*SHORT EXERCISE:* Copy out the material below word for word, keeping every line.

*TASK DATA:*
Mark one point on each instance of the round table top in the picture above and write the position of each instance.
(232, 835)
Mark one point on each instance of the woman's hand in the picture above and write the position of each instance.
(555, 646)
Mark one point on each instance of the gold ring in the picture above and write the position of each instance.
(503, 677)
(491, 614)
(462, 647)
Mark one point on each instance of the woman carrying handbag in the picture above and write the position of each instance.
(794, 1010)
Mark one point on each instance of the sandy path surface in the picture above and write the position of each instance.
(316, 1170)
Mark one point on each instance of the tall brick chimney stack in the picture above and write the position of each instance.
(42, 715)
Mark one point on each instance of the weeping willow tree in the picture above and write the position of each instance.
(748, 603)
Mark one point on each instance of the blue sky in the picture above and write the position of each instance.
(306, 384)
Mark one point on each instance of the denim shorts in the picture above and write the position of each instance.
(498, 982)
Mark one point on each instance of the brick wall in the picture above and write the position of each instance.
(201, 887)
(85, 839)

*RESPONSE TO THIS EXERCISE:*
Mark one point on each instance of the round table top in the picture above and write the position of each instance.
(232, 835)
Mark one point on each instance of the woman's hand in the picture above and write the position of each instance.
(555, 646)
Mark one point on each instance of the gold ring in the picture above and write the position of each instance.
(503, 677)
(491, 614)
(462, 647)
Mark one point on each instance of the woman carrying handbag in the picture above and write the position of each instance.
(794, 1010)
Mark one point on each instance of the sandy path surface in the picture above and write the position of each instance.
(316, 1170)
Mark one point on each instance of the tall brick chimney stack in the picture above and write the position of each instance.
(42, 715)
Mark one point on each instance of the weeping willow tree in the picture above and write the position of each instance.
(748, 603)
Mark one point on each instance of the blue sky in the picture above and write the position of each instance.
(306, 384)
Mark one point on each instance of the denim shorts in the picture above and write the position of each instance.
(498, 982)
Mark one point on each instance of the brick wall in the picture above and write the position of each instance.
(201, 887)
(85, 839)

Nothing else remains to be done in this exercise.